## Extract provided
.....
By Michael McNeill
The only thing I know for sure about retirement is that I did not know anything about retirement until it happened.
As a young man in the real estate business, I thought I might retire at 55 or maybe 65 at the latest. At the time, I was selling land to developers of large residential developments or commercial centers in Southern California, often doing my scouting on horseback and loving the terrain.
In my late 40s, I switched focus to pursue management with a national real estate firm for 15 years, rising to the role of national sales director which eventually proved to be too removed from the action of sales and maybe too safe.
Eventually, it seemed like a logical step to start developing real estate myself, with a specialty in large industrial and commercial buildings. Wow—incompetence at last! So much so that I no longer had the luxury of speculating when I might retire. Apparently I was going to have to work forever.
.....
## Entries

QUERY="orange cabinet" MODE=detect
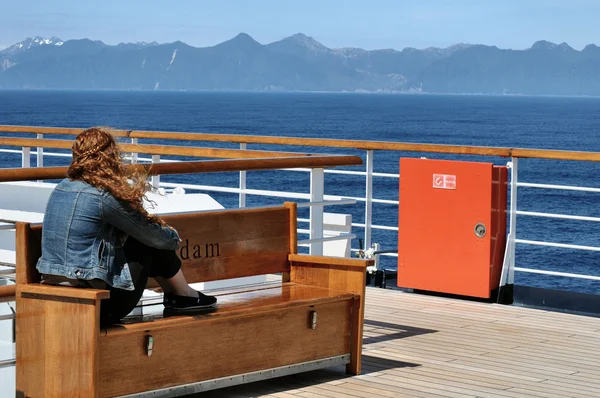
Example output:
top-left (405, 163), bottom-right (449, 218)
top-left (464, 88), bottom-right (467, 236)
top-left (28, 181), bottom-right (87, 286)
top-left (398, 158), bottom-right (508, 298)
.....
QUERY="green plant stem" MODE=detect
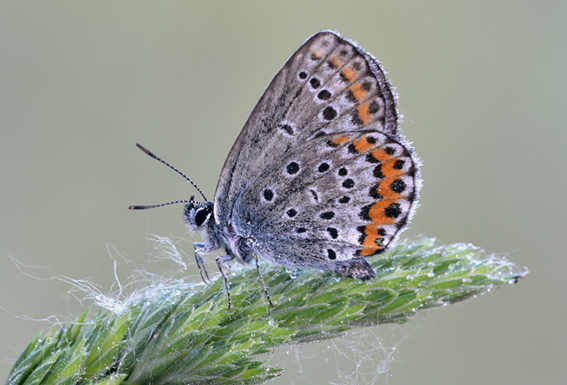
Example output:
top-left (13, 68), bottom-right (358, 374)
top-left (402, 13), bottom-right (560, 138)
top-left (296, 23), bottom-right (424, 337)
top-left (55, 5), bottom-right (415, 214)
.....
## Task instructions
(a) Quote the retirement essay word for word, everything from "In my late 40s, I" down to "to work forever.".
(b) In the retirement essay, what role did the writer reach at the national real estate firm?

## Answers given
(a)
In my late 40s, I switched focus to pursue management with a national real estate firm for 15 years, rising to the role of national sales director which eventually proved to be too removed from the action of sales and maybe too safe.
Eventually, it seemed like a logical step to start developing real estate myself, with a specialty in large industrial and commercial buildings. Wow—incompetence at last! So much so that I no longer had the luxury of speculating when I might retire. Apparently I was going to have to work forever.

(b) National sales director.